### Rows
────────

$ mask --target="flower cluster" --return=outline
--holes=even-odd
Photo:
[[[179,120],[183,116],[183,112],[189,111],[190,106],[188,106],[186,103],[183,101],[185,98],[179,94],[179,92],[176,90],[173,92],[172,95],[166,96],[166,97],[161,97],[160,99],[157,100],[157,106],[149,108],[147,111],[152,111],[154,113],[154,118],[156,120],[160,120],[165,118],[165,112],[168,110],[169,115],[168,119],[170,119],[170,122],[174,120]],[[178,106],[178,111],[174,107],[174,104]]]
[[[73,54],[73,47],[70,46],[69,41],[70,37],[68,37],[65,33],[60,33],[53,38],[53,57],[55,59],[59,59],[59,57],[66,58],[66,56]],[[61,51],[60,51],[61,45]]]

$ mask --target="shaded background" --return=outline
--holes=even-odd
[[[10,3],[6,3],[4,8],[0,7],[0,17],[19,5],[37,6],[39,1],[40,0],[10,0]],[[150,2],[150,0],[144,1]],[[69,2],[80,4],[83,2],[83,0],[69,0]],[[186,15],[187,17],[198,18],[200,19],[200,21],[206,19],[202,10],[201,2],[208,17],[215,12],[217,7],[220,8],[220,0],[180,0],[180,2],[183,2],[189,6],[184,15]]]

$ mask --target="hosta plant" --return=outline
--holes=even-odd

────────

### Your objective
Retype all of the material above line for line, changing nothing.

### Written answer
$ mask --target="flower cluster" --return=outline
--holes=even-odd
Photo:
[[[179,120],[183,116],[183,112],[189,111],[190,106],[188,106],[186,103],[183,101],[185,98],[179,94],[179,92],[176,90],[173,92],[172,95],[166,96],[166,97],[161,97],[160,99],[157,100],[157,106],[149,108],[147,111],[152,111],[154,113],[154,118],[156,120],[160,120],[165,118],[165,112],[168,110],[169,115],[168,119],[170,119],[170,122],[174,120]],[[178,106],[178,111],[174,107],[174,104]]]
[[[73,54],[73,47],[70,46],[69,41],[70,37],[68,37],[65,33],[60,33],[53,38],[53,57],[55,59],[59,59],[59,57],[66,58],[66,56]],[[61,51],[60,51],[61,45]]]

$ mask --target="shaded background" --return=outline
--holes=even-odd
[[[10,3],[6,3],[4,8],[0,7],[0,17],[19,5],[37,6],[39,1],[40,0],[10,0]],[[150,2],[150,0],[144,1]],[[69,2],[80,4],[83,2],[83,0],[69,0]],[[186,15],[187,17],[198,18],[200,19],[200,21],[206,19],[202,10],[201,2],[208,17],[215,12],[217,7],[220,8],[220,0],[180,0],[180,2],[183,2],[189,6],[184,15]]]

$ mask --target="hosta plant" --return=outline
--holes=even-odd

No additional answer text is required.